■ Exercise task 1
In the passage on software product development, which formerly separate steps does perpetual prototyping merge into a continuous loop?
■ Exercise task 2
Write out the passage on software product development, starting with "In the old software" and going on through "for big data.".
■ Exercise task 3
Continue the passage on perpetual prototyping in software development from the point where it stops.

■ Document passage
+++

Product development principles are a bit of a mixed bag and can sometimes backfire. Although it might be noble to preserve design principles that ensure product stability, the price paid for this is a sclerotic software product lifecycle. Many enterprises now find themselves under such immense competitive pressure to add features to their computing plant that traditional approaches to product development might not produce better results than the old approach when IT projects were treated as projects, not products. Rapidly evolving requirements seem to break both the one-off project approach and the bureaucratic software product lifecycle. In this new world, development, testing, and migration all begin to blur together as a single continuous activity.
In the old software development model, there were meetings to discuss the market requirements, and then more meetings to discuss and negotiate the product requirements that would eventually appear in the next release. Finally, the actual development of new features could take years. By the time the features appeared using the old method, competitors using the new approach would have released several versions that were more capable and less stable in the short run, but more capable and stable far faster than with the old model. A long product development cycle can result in an expensive, late, or uncompetitive product. It also can lead to company failure. The traditional process is simply not responsive enough for big data.
Because adding features quickly can destabilize any software system, achieving equilibrium between innovation and stability is important. To shift to a higher rate of release and still provide features that are stable, many internet-scale organizations develop their products using an approach called perpetual prototyping (PP), which blurs together the formerly discrete steps of prototyping, development, testing, and release into a continuous loop. The features are created and delivered so quickly that the released product (or big data platform) is a highly functional prototype.

+++

■ Provided data
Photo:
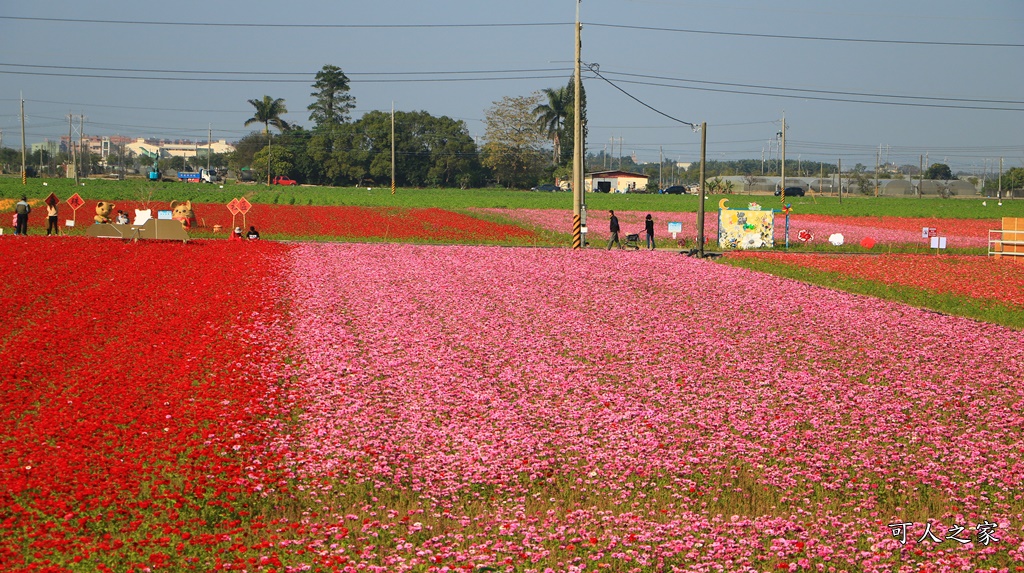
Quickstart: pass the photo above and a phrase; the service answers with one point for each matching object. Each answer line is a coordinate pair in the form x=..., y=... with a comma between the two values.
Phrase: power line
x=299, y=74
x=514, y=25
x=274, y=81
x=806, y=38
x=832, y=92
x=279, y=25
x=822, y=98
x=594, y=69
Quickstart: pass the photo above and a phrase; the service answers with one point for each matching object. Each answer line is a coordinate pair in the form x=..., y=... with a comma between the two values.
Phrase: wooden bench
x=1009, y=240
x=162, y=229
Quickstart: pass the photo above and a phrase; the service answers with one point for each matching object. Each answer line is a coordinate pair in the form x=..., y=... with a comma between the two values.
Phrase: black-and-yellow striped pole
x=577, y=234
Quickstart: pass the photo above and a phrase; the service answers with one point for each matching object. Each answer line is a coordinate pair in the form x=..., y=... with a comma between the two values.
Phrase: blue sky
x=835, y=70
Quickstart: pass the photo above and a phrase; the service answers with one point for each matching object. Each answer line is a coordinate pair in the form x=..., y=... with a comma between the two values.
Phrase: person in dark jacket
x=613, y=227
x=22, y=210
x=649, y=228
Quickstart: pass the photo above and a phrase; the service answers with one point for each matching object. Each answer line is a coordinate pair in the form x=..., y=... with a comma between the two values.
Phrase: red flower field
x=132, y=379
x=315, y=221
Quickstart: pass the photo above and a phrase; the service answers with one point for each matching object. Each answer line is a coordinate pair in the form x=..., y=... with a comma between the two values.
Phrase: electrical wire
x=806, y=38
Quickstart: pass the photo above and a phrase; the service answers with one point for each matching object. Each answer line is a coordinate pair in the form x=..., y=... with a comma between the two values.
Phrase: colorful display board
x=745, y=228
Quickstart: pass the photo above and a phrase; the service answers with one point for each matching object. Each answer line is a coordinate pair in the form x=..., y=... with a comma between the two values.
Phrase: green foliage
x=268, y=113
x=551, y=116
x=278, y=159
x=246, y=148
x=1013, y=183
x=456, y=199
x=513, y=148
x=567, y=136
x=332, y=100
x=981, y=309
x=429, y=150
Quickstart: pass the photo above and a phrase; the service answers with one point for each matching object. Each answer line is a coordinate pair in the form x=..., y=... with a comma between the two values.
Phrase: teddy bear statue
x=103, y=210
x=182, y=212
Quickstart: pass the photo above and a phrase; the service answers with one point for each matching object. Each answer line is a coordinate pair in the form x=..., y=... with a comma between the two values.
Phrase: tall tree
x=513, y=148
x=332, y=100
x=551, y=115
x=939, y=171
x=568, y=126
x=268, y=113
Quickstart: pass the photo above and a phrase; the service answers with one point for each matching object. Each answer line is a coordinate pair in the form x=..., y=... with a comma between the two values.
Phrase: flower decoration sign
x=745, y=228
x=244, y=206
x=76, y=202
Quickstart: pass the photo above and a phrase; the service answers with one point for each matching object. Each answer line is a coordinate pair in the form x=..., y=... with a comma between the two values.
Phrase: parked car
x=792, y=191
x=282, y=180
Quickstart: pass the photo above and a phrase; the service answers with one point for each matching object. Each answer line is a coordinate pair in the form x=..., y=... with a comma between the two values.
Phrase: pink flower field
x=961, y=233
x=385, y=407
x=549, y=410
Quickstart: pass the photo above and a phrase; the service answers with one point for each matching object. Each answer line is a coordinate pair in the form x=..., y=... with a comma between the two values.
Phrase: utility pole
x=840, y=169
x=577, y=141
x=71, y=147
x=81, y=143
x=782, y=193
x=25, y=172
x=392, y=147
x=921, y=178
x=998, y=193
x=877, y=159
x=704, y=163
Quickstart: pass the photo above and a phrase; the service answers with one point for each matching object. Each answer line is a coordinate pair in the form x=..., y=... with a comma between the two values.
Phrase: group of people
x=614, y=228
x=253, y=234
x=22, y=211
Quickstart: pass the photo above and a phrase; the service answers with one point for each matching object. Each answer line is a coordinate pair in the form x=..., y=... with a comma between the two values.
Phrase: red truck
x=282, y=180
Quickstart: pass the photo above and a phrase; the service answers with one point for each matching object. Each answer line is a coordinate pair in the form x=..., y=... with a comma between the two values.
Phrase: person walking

+++

■ Exercise response 1
Prototyping, development, testing, and release.

■ Exercise response 2
In the old software development model, there were meetings to discuss the market requirements, and then more meetings to discuss and negotiate the product requirements that would eventually appear in the next release. Finally, the actual development of new features could take years. By the time the features appeared using the old method, competitors using the new approach would have released several versions that were more capable and less stable in the short run, but more capable and stable far faster than with the old model. A long product development cycle can result in an expensive, late, or uncompetitive product. It also can lead to company failure. The traditional process is simply not responsive enough for big data.

■ Exercise response 3
Companies using a PP style of development have pushed testing and integration phases into sections of their production environment. Their production environments (aka colos) are so vast that it is more cost effective to use a small slice of users spread across the entire set of colos than it is to construct a separate test colo. This users-as-guinea-pigs model can obviously have negative effects on any users who are subjected to untested code, but the simulation is extremely realistic, and steps are taken to make sure the new features are not so broken that it creates havoc.
The open source world has strategies that are similar to PP, where early versions of code are pushed out to users with “tech preview” status. In addition to branches that barely compile, as well as more stable production versions, tech preview operates like a warning label: it should work as advertised; if it doesn’t, give us a shout. This code might even be production-ready, but it has had limited exposure to production environments.
Relative to traditional methods, open source development also trades rapid evolution (feature time to market) for stability. In early stages of development, the product improves quickly, but with quality sometimes going sideways more often than in a traditional closed-source model. As products or projects stabilize and fewer features are added, developers lose interest and work on the next shiny bright thing and the rate of change drops off. Even open source products eventually stop changing or become stable enough that the loss of these developers is really a sign of maturity.
Optimize Everything at Internet Scale
Internet-scale platforms must operate at such a high level of performance, complexity, and cost that their solution space must always be optimized at the intersection of operations, economics, and architecture. These three dimensions are fundamental to any form of platform design, whether the platform is a supercomputer cluster or a Honda Civic. Platforms can still be successful without being optimized in all dimensions, but the more optimized, the more efficient. Determining whether a platform is as optimized as it should be is as difficult and subjective as designing the platform in the first place. Enterprises that want to fully realize the benefits of big data will also find themselves with internet-scale expectations of their platforms, staff, and vendors.
Big data platforms are monster computers. A single Hadoop cluster with serious punch consists of hundreds of racks of servers and switches. These racks do not include the surrounding infrastructure used to get the bales of data onto the cluster. Many enterprises can set up hundreds of racks of gear, but few can stand them up as a single supercomputing platform. Getting a Hadoop cluster up and running is hard enough, but optimizing it in all dimensions is a whole other pool of fish. Optimization is about maximizing productivity and making the most of your precious resources, whether they are myelin, metal, or baked from sand.
Optimizing a platform means spending money more wisely, not just spending less on what might appear to be the same value. Any organization can reduce costs by not spending money, but that’s not optimization—that’s just spending less money while assuming that quality remains constant; as if laying off employees never affects the remaining staff. These kinds of “productivity improvements” are often misconstrued as optimization. Cutting costs always makes a business more profitable, but not necessarily more efficient or strategically positioned.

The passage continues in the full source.